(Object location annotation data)
>> BEGIN

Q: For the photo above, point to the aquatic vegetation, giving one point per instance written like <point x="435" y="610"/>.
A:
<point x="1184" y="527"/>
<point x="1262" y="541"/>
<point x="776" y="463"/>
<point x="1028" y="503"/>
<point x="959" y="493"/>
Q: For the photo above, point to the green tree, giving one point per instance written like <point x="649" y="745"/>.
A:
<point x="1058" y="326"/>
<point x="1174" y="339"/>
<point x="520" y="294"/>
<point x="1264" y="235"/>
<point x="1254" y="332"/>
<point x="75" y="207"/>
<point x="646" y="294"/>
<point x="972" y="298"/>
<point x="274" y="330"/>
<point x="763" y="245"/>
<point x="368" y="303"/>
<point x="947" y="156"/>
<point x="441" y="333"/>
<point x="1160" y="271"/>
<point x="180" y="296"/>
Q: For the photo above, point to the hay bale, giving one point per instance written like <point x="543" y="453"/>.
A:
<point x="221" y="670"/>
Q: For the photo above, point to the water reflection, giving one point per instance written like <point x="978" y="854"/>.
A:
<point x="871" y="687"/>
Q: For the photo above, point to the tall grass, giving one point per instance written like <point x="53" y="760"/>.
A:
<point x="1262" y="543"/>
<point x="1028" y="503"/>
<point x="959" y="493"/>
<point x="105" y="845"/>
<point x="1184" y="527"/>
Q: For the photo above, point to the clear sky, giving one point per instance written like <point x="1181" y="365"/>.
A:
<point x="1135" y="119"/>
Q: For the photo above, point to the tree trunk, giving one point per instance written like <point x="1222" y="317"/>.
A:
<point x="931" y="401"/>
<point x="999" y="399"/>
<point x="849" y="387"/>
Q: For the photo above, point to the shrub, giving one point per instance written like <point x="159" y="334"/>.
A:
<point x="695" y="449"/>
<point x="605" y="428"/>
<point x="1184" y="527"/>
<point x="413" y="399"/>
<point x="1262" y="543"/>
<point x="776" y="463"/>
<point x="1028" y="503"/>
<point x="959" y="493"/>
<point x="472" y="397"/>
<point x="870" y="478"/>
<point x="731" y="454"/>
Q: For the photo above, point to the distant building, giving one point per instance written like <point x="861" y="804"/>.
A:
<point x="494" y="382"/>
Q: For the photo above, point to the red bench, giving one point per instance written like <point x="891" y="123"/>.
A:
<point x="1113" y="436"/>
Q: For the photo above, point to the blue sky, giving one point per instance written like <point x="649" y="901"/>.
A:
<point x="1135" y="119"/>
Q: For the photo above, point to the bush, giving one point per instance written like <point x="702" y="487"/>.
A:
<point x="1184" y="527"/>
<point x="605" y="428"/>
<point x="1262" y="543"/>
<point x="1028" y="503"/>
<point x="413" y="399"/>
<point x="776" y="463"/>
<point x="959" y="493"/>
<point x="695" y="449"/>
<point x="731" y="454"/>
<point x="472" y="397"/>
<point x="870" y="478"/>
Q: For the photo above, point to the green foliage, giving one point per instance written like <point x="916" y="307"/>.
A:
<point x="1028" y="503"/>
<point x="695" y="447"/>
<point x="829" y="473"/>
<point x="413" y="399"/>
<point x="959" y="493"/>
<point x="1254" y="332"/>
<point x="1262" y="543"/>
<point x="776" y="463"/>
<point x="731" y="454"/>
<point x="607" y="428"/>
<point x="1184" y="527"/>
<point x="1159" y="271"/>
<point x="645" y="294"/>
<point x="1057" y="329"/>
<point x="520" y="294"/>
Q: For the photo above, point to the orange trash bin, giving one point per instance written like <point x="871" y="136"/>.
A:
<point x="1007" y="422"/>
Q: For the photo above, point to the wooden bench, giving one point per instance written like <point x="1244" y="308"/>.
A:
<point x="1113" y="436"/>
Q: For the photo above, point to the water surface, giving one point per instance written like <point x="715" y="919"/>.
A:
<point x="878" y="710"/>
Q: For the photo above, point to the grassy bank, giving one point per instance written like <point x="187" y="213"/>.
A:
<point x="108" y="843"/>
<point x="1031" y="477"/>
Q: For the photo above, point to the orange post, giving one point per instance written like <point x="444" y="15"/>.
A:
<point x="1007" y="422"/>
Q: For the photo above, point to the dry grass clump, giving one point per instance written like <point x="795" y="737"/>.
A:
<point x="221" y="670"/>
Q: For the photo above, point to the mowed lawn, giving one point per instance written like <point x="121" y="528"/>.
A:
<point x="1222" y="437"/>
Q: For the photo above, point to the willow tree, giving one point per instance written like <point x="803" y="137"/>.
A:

>> END

TASK DETAILS: Please update the rows above by replacing "giving one point per instance" with "with one point for each instance" everywhere it occurs, leaving all other text unchanged.

EXERCISE OUTPUT:
Q: For the photo above, point to the aquatic vegetation, with one point for each instance written like <point x="435" y="610"/>.
A:
<point x="1184" y="527"/>
<point x="1262" y="541"/>
<point x="776" y="463"/>
<point x="1028" y="503"/>
<point x="959" y="493"/>
Q: For the photo above, point to the green tree, with one point for each instance written like <point x="649" y="745"/>.
A:
<point x="1058" y="326"/>
<point x="1174" y="339"/>
<point x="520" y="294"/>
<point x="1264" y="235"/>
<point x="1254" y="332"/>
<point x="75" y="207"/>
<point x="646" y="294"/>
<point x="972" y="298"/>
<point x="274" y="330"/>
<point x="763" y="245"/>
<point x="368" y="303"/>
<point x="947" y="156"/>
<point x="441" y="333"/>
<point x="1160" y="271"/>
<point x="180" y="296"/>
Q: For the photo above, point to the hay bale, with one point for each instance written like <point x="543" y="453"/>.
A:
<point x="221" y="670"/>
Q: For the photo above, point to the water reflection, with one point for each instance written like <point x="978" y="854"/>.
A:
<point x="871" y="687"/>
Q: For the photo above, point to the tall grass, with one point for each instance written like <point x="53" y="760"/>.
A:
<point x="1262" y="543"/>
<point x="1028" y="503"/>
<point x="959" y="493"/>
<point x="105" y="845"/>
<point x="1184" y="527"/>
Q: For the photo above, point to the clear sky, with one point for each instance written like <point x="1181" y="365"/>.
A:
<point x="1135" y="119"/>
Q: For the photo above, point to the tree trunk, with one point for each instance written like <point x="1222" y="317"/>.
A:
<point x="931" y="401"/>
<point x="999" y="399"/>
<point x="849" y="387"/>
Q: For the photo above, point to the shrub, with one point for each instance written like <point x="159" y="334"/>.
A:
<point x="695" y="449"/>
<point x="605" y="428"/>
<point x="1184" y="527"/>
<point x="413" y="399"/>
<point x="1262" y="543"/>
<point x="776" y="463"/>
<point x="1028" y="503"/>
<point x="959" y="493"/>
<point x="472" y="397"/>
<point x="870" y="478"/>
<point x="731" y="454"/>
Q: For the photo above, point to the distant building, with one point for each instance written like <point x="861" y="804"/>.
A:
<point x="494" y="382"/>
Q: For the photo above, point to the red bench, with one point for each instance written like <point x="891" y="123"/>.
A:
<point x="1113" y="436"/>
Q: For the photo above, point to the blue sky, with one point for each instance written like <point x="649" y="901"/>.
A:
<point x="1135" y="119"/>
Q: For the photo above, point to the bush, with one point for each instance written like <point x="702" y="487"/>.
A:
<point x="1184" y="527"/>
<point x="605" y="428"/>
<point x="1262" y="543"/>
<point x="1028" y="503"/>
<point x="413" y="399"/>
<point x="776" y="463"/>
<point x="959" y="493"/>
<point x="695" y="449"/>
<point x="731" y="454"/>
<point x="472" y="397"/>
<point x="870" y="478"/>
Q: For the photo above, point to the green foliage, with one point for each instance written like <point x="916" y="307"/>.
A:
<point x="1028" y="503"/>
<point x="695" y="447"/>
<point x="829" y="473"/>
<point x="413" y="399"/>
<point x="959" y="493"/>
<point x="1254" y="332"/>
<point x="1262" y="543"/>
<point x="776" y="463"/>
<point x="731" y="454"/>
<point x="607" y="428"/>
<point x="1184" y="527"/>
<point x="1159" y="271"/>
<point x="645" y="294"/>
<point x="1057" y="329"/>
<point x="520" y="294"/>
Q: For the photo above, point to the orange trash bin, with one point for each instance written like <point x="871" y="136"/>.
A:
<point x="1007" y="422"/>
Q: For the photo above, point to the wooden bench, with one point for each instance written like <point x="1244" y="308"/>.
A:
<point x="1113" y="436"/>
Q: For the photo above, point to the water surface, with one point for each instance written like <point x="715" y="919"/>.
A:
<point x="878" y="710"/>
Q: For the photo above, point to the grassy bank, with one point for each instance written like <point x="187" y="213"/>.
A:
<point x="108" y="843"/>
<point x="1031" y="477"/>
Q: For the photo above, point to the orange post, with one point for each instance written like <point x="444" y="15"/>.
A:
<point x="1007" y="422"/>
Q: For the photo above, point to the dry grass clump, with one point for each instance written like <point x="795" y="737"/>.
A:
<point x="221" y="670"/>
Q: For the photo above, point to the mowed lawn, with one point for each instance written like <point x="121" y="528"/>.
A:
<point x="1222" y="437"/>
Q: For the photo above, point to the willow tree, with one point for each instance written like <point x="803" y="137"/>.
A:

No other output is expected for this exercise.